--- Text excerpt ---
BEGIN
Many of our students are "access challenged," not so much by educational background or
financial need as by the exigencies of daily working adult lives. These people collectively
form one of the two major markets for higher education in our country, which might be called
the "convenience" segment. This group is very different from the more traditional higher
education population, which wants and needs residential degree instruction. The traditional
segment of the higher education market, which our university was founded to serve, honors
and even exalts face-to-face instruction and the "nimbus" of educational experiences
naturally associated with such a delivery mode, including interpersonal interactions
between students and faculty members, interactions between students, and the folding in of
education with the experience of campus life on a day-to-day basis. These factors are of
much less importance to the convenience segment.
The first distinction to be made in any discussion of online education and its appropriate
use in any university, therefore, is the distinction of audience - which market segment a
particular online program is intended to serve. Often, those who object to online education
serving the traditional audiences of the university have no objection whatsoever to its
being used by an adult audience already possessed of the bachelor's degree.
END
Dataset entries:
BEGIN
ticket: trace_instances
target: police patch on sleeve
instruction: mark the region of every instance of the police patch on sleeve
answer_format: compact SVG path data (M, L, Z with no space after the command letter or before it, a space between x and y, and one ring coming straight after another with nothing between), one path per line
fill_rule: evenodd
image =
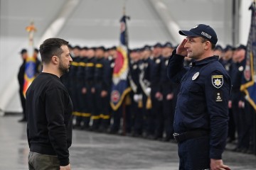
M223 75L213 75L212 84L214 87L220 88L223 85Z
M215 100L216 102L223 101L223 95L221 91L215 91Z

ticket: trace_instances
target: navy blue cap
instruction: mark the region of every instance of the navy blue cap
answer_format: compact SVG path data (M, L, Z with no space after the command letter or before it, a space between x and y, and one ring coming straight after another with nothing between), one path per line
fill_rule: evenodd
M214 50L223 51L223 48L220 45L217 45L214 48Z
M83 47L82 48L82 50L88 50L88 47Z
M164 45L163 45L163 47L169 47L169 48L173 48L173 45L170 42L167 42L166 43L165 43Z
M143 50L149 50L149 51L151 51L151 47L150 47L149 45L146 45L145 46L144 46Z
M235 48L236 50L246 50L246 46L244 45L240 45L238 47L237 47Z
M38 53L38 52L39 52L39 50L38 50L38 49L37 49L37 48L34 48L34 52Z
M233 50L233 47L230 45L227 45L226 47L224 48L224 52L227 52L227 51L229 51L229 50Z
M215 30L210 26L205 24L196 25L190 30L179 30L178 33L190 37L202 37L215 45L218 42L217 34Z
M73 47L73 49L78 49L78 50L81 50L81 47L79 45L75 45L75 47Z
M26 50L25 48L23 48L23 49L21 50L21 54L23 55L23 54L24 54L24 53L26 53L26 52L28 52L27 50Z
M103 46L100 46L96 48L96 50L102 50L103 51L105 51L106 49Z
M116 46L113 46L112 47L110 48L110 50L117 50L117 47Z
M159 42L157 42L156 44L153 45L153 47L162 47L162 45Z

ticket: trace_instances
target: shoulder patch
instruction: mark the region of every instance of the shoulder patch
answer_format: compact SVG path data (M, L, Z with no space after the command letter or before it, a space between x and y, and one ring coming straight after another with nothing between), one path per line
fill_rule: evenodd
M214 87L220 88L223 85L223 75L213 75L212 84Z

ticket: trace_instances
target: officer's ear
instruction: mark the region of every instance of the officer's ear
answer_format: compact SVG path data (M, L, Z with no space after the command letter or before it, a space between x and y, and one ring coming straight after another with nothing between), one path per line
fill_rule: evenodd
M60 58L58 56L53 55L51 60L54 64L58 64L59 60Z
M210 41L206 41L205 42L205 47L204 49L205 50L209 50L209 49L211 49L211 42Z

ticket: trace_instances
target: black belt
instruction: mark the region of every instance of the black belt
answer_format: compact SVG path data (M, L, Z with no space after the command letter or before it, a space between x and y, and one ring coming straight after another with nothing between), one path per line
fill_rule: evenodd
M208 130L197 130L193 131L188 131L183 133L174 133L173 135L175 140L178 143L180 143L187 140L193 139L201 136L206 136L208 134L209 132Z

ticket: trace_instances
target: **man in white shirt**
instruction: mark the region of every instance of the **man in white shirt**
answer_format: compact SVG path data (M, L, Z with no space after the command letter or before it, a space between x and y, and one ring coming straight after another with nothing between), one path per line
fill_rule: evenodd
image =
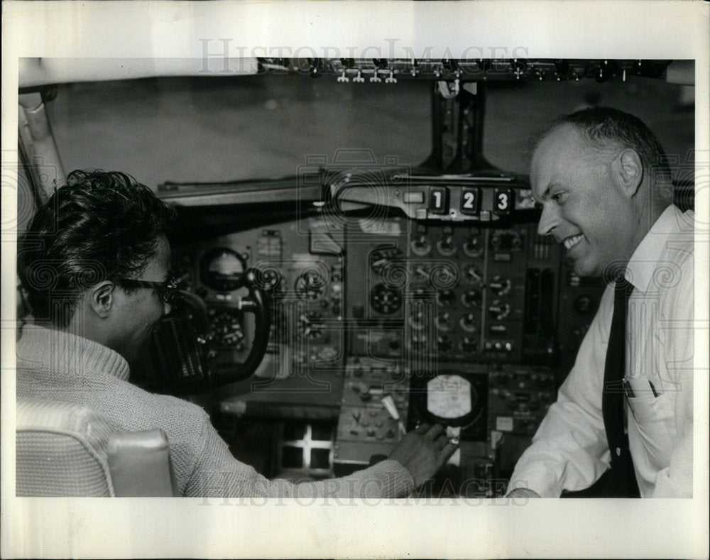
M508 495L588 488L609 469L613 454L630 452L633 488L606 495L692 497L694 214L672 205L665 159L641 121L608 108L561 118L537 144L530 182L542 211L539 233L564 246L578 275L623 275L633 287L619 353L626 356L620 423L628 448L610 450L603 412L618 304L618 282L609 282L557 402L515 466Z

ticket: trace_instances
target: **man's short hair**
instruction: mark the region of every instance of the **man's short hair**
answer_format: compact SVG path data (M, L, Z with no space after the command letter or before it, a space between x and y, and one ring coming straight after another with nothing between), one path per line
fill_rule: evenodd
M668 158L655 134L640 119L611 107L591 107L559 117L543 136L565 123L576 126L589 144L600 151L608 150L610 142L635 150L644 173L651 179L655 202L661 202L661 207L673 202Z
M66 326L85 290L140 275L175 216L130 175L72 171L18 247L18 273L36 319Z

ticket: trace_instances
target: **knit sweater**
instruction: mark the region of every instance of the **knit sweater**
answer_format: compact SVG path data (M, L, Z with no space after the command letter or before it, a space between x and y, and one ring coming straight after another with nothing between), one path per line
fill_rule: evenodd
M97 342L26 326L17 344L17 396L84 405L117 431L162 429L180 493L200 497L396 498L414 487L398 461L388 459L342 478L293 484L270 481L237 461L200 407L129 383L128 363Z

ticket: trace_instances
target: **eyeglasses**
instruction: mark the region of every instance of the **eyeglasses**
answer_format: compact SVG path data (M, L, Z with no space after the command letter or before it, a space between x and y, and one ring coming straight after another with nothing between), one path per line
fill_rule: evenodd
M114 278L117 284L124 287L151 287L158 292L164 303L172 303L180 294L178 280L170 276L165 282L148 282L133 278Z

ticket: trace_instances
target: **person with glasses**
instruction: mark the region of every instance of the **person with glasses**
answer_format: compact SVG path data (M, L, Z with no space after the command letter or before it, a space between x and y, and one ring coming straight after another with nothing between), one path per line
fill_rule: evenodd
M178 293L165 235L175 211L121 172L75 171L18 246L33 314L17 344L17 396L87 406L116 430L162 429L181 495L407 495L456 450L439 425L405 435L387 459L349 477L294 485L237 461L202 408L129 383Z

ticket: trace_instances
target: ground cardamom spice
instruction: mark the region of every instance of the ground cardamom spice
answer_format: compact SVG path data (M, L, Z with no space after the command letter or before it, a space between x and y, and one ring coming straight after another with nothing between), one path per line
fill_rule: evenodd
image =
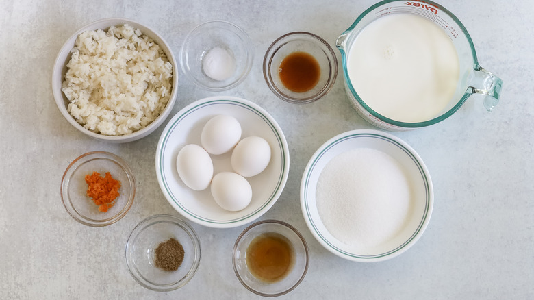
END
--- Problems to work on ---
A – Repeat word for word the part of the passage on online education running from "The first distinction" up to and including "the bachelor's degree.".
B – Carry on writing the passage on online education and its audiences from the point where it stops.

--- Expected outputs ---
A –
The first distinction to be made in any discussion of online education and its appropriate
use in any university, therefore, is the distinction of audience - which market segment a
particular online program is intended to serve. Often, those who object to online education
serving the traditional audiences of the university have no objection whatsoever to its
being used by an adult audience already possessed of the bachelor's degree.

B –
Classroom Enhancement vs. Full Delivery
When we talk about online education, we also need to be aware that there is a continuum
on which exist varying degrees of technology use, ranging from classroom enhancement to a
hybrid course to full online delivery of a course. Today, virtually every UC campus has
established a unit to help faculty members use Internet technology in their (face-to-face)
classes. Faculty routinely incorporate into their courses email communications with
students and faculty members, learning resources posted on the web, chat rooms, electronic
white boards, self-grading quizzes, grade posting, and so on. I would consider these uses
of technology to be "classroom enhancements."
Some instructors have gone beyond classroom enhancements, using online technology to change
some fundamental aspects of their courses and sometimes reducing the number of classroom
meetings in order to spend more time on online learning activities. The result is what is
called a "hybrid" course. Hybrid courses are being tested in pockets across the UC system
and are gaining in popularity.
At the opposite end of the continuum from classroom enhancements are full-delivery courses,
given entirely online. Unlike classroom enhancements and hybrid courses, full-delivery
courses require a markedly different method of operation in the entire range of educational
services - marketing, program development and delivery, academic quality, student and
instructor support, and student services. It is one thing to deliver an online course to a
student in the dormitory across the street, who has access to a full range of university
resources such as libraries and academic counseling, and another to send it to a student
in Boise, Idaho, who will probably never come to campus.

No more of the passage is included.